## Passage

Ever wished that the bot on website X could be smarter? I did. Often, I found my conversations with these bots as scripted and useless. Most of these bots fail to deliver seamless and efficient user experience. Even the state of the art conversational interfaces like Alexa/Siri lack context. They don't understand user behaviors as we do. For example, cancer in "What's the role of X in cancer?" when asked by a doctor should be interpreted differently than when a 5-year child asks the same question. Thus, I decided to understand the state of the art research behind these conversational interfaces.
An intelligent dialog agent involves many components like question answering, dialog tracking, and generation and user modeling. In my efforts, I dig deeper into the question answering aspect of the dialog agent. A question answering system has 3 components, namely Query Processing, Document and passage retrieval, and answer extraction. I present Eddie - a dialog agent which is highly efficient on extracting answers from passages using neural models.
What it does
Given a passage and questions from the passage, Eddie finds the accurate answer to that question using neural models. Such a system forms the basis of the most common search engines. A QA system searches top K relevant passages from all documents relevant to a query and then finds the best-suited answers. Eddie solves the later part by figuring out the correct answer with an accuracy above 90%.
Further, Eddie can speak. It can small talk with you. It replies to a few basic questions like "Who are you?, How are you? Where do you live? ", even when asked (same thing) using different sentences.
How I built it
Question Answering System
Before the hackathon, I had read quite a few research papers regarding question answering systems. During the hackathon, I downloaded the code for 2 approaches - BERT (Bi-directional Encoder Representation for Transformers) and BIDAF (Bidirectional Attentional Flow). I understood the codes and set them up on Google Cloud Platform. I created a VM instance using a Deep learning image. Each of the models was trained for over 15 hours on GCP using SQUAD (Stanford Question Answering Dataset). I then created a REST API in Flask to consume these models on a new passage and questions.
Challenges I ran into
Understanding the existing BERT and BIDAF research paper and code was a challenge. Understanding how the concept of self-attention in transformer network was working so well was pretty interesting. The user input of question and passage needed to be given to the ML model. Thus I had to make minor changes in the code to create the custom API which gets this data. Further, I dig deep to understand the folder structure and the content in each file.
I failed 5 times while setting up correct configs for a VM instance with GPU on GCP. Finally, I used a deep learning image which comes with all the drivers pre-installed. Waiting for over 15 hours for the model and continuously monitoring tensorboard was also fun.
Setting a REST API for exposing a machine learning model was totally new for me. I had to choose among Flask, Django and GCP ML Engine. I chose Flask in order to have minimal code.
Accomplishments that I'm proud of
- BERT is state of the art model in QA task and beats human performance. Training, tweaking BERT model and seeing it perform well on any random passage questions was a satisfying experience.

## The data
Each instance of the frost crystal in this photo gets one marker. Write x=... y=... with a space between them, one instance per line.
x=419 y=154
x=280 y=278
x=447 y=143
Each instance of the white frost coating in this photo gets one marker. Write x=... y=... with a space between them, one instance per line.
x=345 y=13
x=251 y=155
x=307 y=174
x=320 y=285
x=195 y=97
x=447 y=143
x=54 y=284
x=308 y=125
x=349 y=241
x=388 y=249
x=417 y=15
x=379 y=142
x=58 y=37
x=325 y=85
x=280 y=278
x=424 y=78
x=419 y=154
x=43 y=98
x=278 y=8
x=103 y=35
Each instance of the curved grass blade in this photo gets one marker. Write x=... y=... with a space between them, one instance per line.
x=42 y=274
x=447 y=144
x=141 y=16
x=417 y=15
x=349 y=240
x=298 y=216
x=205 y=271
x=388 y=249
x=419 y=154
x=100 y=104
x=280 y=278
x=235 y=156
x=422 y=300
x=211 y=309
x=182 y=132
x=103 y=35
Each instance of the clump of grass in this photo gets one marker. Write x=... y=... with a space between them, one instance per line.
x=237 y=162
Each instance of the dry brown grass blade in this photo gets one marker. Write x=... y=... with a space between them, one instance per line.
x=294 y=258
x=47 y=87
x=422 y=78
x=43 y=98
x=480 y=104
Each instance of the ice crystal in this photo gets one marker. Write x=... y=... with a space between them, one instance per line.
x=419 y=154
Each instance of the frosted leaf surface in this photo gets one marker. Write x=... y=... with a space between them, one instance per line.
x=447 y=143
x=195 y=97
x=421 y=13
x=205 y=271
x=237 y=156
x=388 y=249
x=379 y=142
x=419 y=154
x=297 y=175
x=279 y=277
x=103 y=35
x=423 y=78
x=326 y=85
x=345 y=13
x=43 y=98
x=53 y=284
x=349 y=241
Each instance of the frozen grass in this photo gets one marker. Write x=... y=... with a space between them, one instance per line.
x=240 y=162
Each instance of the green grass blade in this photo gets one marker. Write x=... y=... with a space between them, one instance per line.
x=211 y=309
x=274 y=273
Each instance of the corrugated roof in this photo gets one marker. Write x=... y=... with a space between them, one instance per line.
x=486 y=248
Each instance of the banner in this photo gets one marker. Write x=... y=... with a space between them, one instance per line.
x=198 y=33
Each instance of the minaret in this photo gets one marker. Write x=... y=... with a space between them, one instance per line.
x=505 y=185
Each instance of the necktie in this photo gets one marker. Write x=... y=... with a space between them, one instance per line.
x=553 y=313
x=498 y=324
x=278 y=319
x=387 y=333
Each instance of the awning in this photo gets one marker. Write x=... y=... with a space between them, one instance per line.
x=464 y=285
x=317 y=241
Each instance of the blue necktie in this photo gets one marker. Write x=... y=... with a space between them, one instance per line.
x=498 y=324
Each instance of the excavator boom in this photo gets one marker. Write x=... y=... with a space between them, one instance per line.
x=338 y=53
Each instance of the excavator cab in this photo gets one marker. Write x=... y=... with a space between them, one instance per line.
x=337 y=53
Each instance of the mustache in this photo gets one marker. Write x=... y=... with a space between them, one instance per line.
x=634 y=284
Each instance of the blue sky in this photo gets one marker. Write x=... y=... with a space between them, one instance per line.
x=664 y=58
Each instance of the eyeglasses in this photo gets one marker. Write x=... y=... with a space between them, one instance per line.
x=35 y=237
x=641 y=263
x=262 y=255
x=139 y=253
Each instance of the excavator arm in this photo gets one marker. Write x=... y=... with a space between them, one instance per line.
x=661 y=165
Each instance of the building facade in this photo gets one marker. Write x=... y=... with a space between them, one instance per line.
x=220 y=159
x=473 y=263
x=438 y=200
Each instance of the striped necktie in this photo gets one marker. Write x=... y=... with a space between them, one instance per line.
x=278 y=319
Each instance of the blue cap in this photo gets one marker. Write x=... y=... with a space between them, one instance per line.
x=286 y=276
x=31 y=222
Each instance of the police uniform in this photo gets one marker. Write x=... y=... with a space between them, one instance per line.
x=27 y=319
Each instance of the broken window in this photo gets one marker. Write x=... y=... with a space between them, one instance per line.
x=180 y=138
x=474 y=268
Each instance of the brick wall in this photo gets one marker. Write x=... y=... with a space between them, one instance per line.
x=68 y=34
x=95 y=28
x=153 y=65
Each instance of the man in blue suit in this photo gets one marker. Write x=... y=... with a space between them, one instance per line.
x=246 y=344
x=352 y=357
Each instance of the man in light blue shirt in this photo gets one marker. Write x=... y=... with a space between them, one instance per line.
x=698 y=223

## Check your understanding
• a. Copy the project write-up between "Setting a REST" and "a satisfying experience.", inclusive, swapping "satisfying" for "rewarding".
• b. According to the project write-up, how long was each model trained on GCP?
The items have no role here.

## Exercise solutions
• a.
Setting a REST API for exposing a machine learning model was totally new for me. I had to choose among Flask, Django and GCP ML Engine. I chose Flask in order to have minimal code.
Accomplishments that I'm proud of
- BERT is state of the art model in QA task and beats human performance. Training, tweaking BERT model and seeing it perform well on any random passage questions was a rewarding experience.

• b. Each model was trained for over 15 hours.